THE PROBLEM> The task calls for each line of the records below in which the word "cabinet" appears.

* * *

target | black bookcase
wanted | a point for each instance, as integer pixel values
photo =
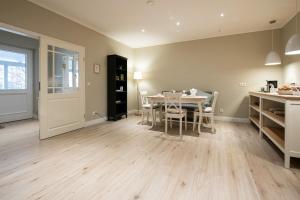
(116, 87)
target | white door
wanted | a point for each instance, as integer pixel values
(62, 87)
(15, 84)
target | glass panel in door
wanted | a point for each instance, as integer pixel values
(63, 70)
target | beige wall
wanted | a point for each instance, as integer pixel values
(26, 15)
(212, 64)
(208, 64)
(291, 64)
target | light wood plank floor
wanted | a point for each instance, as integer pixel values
(125, 160)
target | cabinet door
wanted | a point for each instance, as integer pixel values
(292, 132)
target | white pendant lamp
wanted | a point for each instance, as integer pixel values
(293, 45)
(273, 57)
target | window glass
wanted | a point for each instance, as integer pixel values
(16, 77)
(12, 70)
(1, 77)
(62, 70)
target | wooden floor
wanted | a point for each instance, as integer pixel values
(125, 160)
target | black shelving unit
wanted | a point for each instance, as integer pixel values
(116, 87)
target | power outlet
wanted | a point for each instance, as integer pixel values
(243, 84)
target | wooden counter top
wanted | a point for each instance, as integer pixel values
(287, 97)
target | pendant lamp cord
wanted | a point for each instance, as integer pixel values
(296, 16)
(272, 39)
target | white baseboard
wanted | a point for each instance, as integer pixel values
(232, 119)
(130, 112)
(95, 121)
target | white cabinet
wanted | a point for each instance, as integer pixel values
(278, 118)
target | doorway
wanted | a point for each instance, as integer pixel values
(57, 82)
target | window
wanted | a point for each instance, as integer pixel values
(62, 70)
(12, 70)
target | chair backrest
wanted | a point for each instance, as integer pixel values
(173, 102)
(215, 97)
(143, 96)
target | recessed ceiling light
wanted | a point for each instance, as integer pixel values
(150, 2)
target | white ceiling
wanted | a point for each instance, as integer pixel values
(123, 20)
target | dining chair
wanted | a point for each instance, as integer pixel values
(173, 110)
(147, 108)
(208, 113)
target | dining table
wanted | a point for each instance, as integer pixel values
(185, 99)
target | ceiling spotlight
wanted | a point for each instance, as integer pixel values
(150, 2)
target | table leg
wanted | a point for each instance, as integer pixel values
(200, 117)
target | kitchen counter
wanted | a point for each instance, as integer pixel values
(287, 97)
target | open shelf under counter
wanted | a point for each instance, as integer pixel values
(276, 135)
(275, 118)
(255, 107)
(255, 120)
(282, 129)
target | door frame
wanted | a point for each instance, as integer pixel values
(43, 97)
(38, 36)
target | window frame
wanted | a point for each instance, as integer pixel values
(28, 69)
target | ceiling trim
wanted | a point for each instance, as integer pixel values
(96, 29)
(73, 19)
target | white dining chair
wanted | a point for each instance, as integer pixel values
(147, 108)
(173, 110)
(208, 113)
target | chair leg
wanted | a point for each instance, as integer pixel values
(194, 121)
(148, 117)
(153, 117)
(199, 124)
(160, 114)
(185, 123)
(212, 121)
(143, 117)
(180, 127)
(166, 124)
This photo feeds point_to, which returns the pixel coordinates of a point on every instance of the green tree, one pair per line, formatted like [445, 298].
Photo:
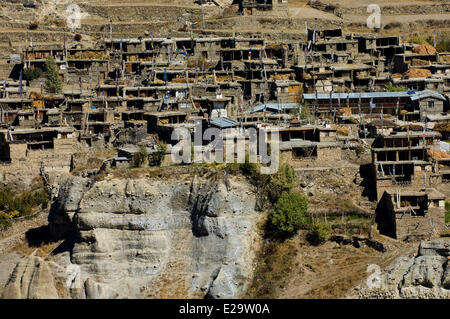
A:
[31, 74]
[53, 84]
[283, 181]
[287, 215]
[141, 157]
[318, 233]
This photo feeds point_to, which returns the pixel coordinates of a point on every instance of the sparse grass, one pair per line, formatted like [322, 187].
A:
[273, 270]
[15, 204]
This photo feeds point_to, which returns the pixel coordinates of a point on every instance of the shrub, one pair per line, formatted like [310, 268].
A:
[31, 74]
[447, 212]
[318, 233]
[158, 156]
[283, 181]
[18, 205]
[33, 25]
[306, 113]
[287, 215]
[53, 84]
[140, 158]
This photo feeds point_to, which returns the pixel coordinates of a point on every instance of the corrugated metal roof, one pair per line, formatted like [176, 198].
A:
[363, 95]
[275, 107]
[368, 95]
[223, 122]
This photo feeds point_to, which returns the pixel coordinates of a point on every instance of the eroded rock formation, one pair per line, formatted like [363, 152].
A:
[425, 274]
[147, 238]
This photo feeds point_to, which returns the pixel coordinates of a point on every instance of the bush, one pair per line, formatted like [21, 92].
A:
[283, 181]
[53, 84]
[19, 205]
[31, 74]
[140, 158]
[287, 215]
[447, 212]
[318, 233]
[158, 156]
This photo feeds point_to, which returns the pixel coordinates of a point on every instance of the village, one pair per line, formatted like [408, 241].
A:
[377, 96]
[224, 149]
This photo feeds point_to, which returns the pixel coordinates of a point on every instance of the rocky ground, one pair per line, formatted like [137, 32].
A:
[140, 238]
[421, 274]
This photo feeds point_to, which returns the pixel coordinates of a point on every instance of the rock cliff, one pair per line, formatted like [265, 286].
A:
[421, 275]
[146, 238]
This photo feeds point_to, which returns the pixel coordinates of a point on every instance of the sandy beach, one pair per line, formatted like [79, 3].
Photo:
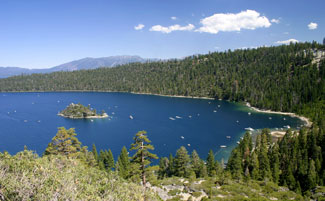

* * *

FINAL ANSWER>
target | cabinet door
target | white cabinet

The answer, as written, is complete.